The task »
With the images removed, transcribe the listing that follows exactly.

%%

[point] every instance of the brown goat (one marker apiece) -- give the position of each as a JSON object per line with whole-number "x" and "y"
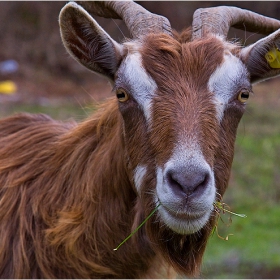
{"x": 70, "y": 193}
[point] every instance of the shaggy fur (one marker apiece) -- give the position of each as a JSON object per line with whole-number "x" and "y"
{"x": 67, "y": 196}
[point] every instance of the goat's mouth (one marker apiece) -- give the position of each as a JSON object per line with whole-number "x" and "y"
{"x": 184, "y": 222}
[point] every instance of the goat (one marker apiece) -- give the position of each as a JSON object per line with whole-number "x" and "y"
{"x": 71, "y": 192}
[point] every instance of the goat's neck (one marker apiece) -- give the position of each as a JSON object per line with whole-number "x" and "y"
{"x": 95, "y": 159}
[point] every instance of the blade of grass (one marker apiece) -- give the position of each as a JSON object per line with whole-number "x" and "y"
{"x": 150, "y": 215}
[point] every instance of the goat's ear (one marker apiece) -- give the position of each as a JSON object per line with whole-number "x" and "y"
{"x": 87, "y": 42}
{"x": 263, "y": 58}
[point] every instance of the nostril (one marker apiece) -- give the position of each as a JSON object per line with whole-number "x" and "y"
{"x": 185, "y": 183}
{"x": 172, "y": 181}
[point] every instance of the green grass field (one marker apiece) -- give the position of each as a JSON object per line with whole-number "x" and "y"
{"x": 253, "y": 251}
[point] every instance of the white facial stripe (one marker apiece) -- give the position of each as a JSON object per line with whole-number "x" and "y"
{"x": 139, "y": 174}
{"x": 186, "y": 160}
{"x": 225, "y": 81}
{"x": 141, "y": 85}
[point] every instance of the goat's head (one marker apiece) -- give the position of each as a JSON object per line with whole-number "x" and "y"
{"x": 180, "y": 101}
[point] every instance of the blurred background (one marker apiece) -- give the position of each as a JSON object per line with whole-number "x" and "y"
{"x": 37, "y": 75}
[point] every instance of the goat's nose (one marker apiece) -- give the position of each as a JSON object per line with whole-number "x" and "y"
{"x": 188, "y": 183}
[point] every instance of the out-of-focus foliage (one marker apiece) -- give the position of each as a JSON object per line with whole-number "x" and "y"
{"x": 29, "y": 30}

%%

Task result »
[point] every instance of the brown goat (one marker apiece) -- give the position of each as a JSON object per line with whole-number "x" and "y"
{"x": 70, "y": 193}
[point] every instance of the shaggy fur (one marker apiece) -- give the position of each as a JSON object per line with whole-number "x" and "y"
{"x": 67, "y": 196}
[point] every instance of the goat's mouth (one marker apiece) -- give the position of each as a JSON object per line with whole-number "x" and "y"
{"x": 184, "y": 222}
[point] every instance of the goat (one marker apiece) -- give the position of each as a JSON object per line with whole-number "x" and "y"
{"x": 71, "y": 192}
[point] every instance of the goat's neck (one marker apiece) -- give the position of each as a JSON object per line with whole-number "x" and "y"
{"x": 95, "y": 159}
[point] every instance of the blade of grass (one marker apiece) -- give the position of each as a JSON object per line with whole-number "x" and "y"
{"x": 150, "y": 215}
[point] every instance of the goat's ear (one marker apiece) -- give the position of each as a JSON object per line with whole-number "x" and "y"
{"x": 87, "y": 42}
{"x": 263, "y": 58}
[point] every instance of the nostril (one marker apiece) -- give the position of each as a JSON object per line with whole-number "x" and "y"
{"x": 185, "y": 183}
{"x": 172, "y": 181}
[point] every instance of the green grass field (one marker apiece) -- give the position of each as a JSON object per line with whole-number "x" and "y"
{"x": 253, "y": 251}
[point] every instance of the white facial stripe (one marker apiece) -- give the position of each as a JSON object per line with whole-number "x" and "y"
{"x": 139, "y": 174}
{"x": 186, "y": 160}
{"x": 225, "y": 81}
{"x": 141, "y": 85}
[point] every instance of the goat's head (one marker apiece) -- give the position of each as a JSON object per line with whole-number "x" and "y"
{"x": 180, "y": 101}
[point] every instance of the blurred background (one marker apiece) -- give the position of each as a JSON object per line with whole-number "x" and "y"
{"x": 37, "y": 75}
[point] every instance of the goat's nose (one marker apiece) -- give the position of each as a JSON object per line with whole-number "x" and "y"
{"x": 188, "y": 183}
[point] every instance of the out-of-focus foliage (one marker apiece) -- give the position of each as a JSON object per line with whole-number "x" and "y"
{"x": 29, "y": 30}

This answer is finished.